High Court Of Judicature at Allahabad|08 July, 2016

JUDGMENT / ORDER

1. This writ petition under Article 226 of the Constitution of India has been filed by two petitioners, namely, Dr. (Mrs.) Shayesta Khan and Abid Raza Badar, assailing orders dated 26.10.1999 and 21.09.2002 passed by Judicial Magistrate, Rampur in Case No. 422 of 2002 for summoning petitioners under Section 63 of Indian Copy Right Act, 1957 (hereinafter referred to as the "Act, 1957"), after rejecting their objections. Petitioners have also challenged order dated 22.05.2003 passed by Sri Lokendra Kumar Rathi, Additional Sessions Judge (Fast Track Court No. 2), Rampur (hereinafter referred to as the "Revisional Court") dismissing Criminal Revision No. 230 of 2002 and confirming Magistrate's order dated 26.10.1999 summoning petitioners under Section 63 of Act, 1957 and order dated 21.09.2002, whereby petitioners' objection and application for recall of summoning order was rejected.

> **Data records**:
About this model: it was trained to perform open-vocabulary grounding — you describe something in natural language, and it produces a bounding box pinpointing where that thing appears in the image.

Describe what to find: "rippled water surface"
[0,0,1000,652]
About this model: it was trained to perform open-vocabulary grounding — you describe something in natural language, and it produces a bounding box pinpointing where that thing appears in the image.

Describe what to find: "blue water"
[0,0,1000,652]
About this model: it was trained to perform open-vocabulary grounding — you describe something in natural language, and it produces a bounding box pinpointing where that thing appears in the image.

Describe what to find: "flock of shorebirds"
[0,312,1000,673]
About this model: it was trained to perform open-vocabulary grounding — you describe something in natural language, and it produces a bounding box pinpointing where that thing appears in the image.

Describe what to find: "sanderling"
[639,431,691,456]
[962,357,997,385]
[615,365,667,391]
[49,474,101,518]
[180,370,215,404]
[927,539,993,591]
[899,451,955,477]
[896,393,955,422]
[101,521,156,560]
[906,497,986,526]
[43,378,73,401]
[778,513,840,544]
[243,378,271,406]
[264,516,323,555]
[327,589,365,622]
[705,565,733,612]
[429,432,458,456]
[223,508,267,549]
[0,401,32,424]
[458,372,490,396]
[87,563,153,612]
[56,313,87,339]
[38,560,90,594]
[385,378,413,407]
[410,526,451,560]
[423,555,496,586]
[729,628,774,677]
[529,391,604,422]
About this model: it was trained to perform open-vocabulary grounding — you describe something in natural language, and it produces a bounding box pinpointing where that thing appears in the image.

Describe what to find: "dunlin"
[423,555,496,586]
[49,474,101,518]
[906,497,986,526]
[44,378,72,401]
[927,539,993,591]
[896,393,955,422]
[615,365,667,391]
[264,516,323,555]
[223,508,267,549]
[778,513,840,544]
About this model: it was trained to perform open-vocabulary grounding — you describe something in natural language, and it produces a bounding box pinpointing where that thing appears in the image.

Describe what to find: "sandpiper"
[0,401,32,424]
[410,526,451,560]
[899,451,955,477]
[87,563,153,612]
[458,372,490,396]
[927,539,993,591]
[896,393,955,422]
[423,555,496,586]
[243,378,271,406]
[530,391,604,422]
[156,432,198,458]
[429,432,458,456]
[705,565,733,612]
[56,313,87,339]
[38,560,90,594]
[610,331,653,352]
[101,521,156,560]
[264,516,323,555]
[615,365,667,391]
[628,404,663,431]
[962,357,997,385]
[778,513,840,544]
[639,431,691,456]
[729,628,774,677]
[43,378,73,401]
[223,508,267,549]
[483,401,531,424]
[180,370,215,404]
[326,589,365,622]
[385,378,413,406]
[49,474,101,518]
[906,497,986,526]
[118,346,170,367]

> **Exercise prompt**:
Set down the Allahabad High Court judgment excerpt above again, word for word and in full.

> **Task result**:
High Court Of Judicature at Allahabad|08 July, 2016

JUDGMENT / ORDER

1. This writ petition under Article 226 of the Constitution of India has been filed by two petitioners, namely, Dr. (Mrs.) Shayesta Khan and Abid Raza Badar, assailing orders dated 26.10.1999 and 21.09.2002 passed by Judicial Magistrate, Rampur in Case No. 422 of 2002 for summoning petitioners under Section 63 of Indian Copy Right Act, 1957 (hereinafter referred to as the "Act, 1957"), after rejecting their objections. Petitioners have also challenged order dated 22.05.2003 passed by Sri Lokendra Kumar Rathi, Additional Sessions Judge (Fast Track Court No. 2), Rampur (hereinafter referred to as the "Revisional Court") dismissing Criminal Revision No. 230 of 2002 and confirming Magistrate's order dated 26.10.1999 summoning petitioners under Section 63 of Act, 1957 and order dated 21.09.2002, whereby petitioners' objection and application for recall of summoning order was rejected.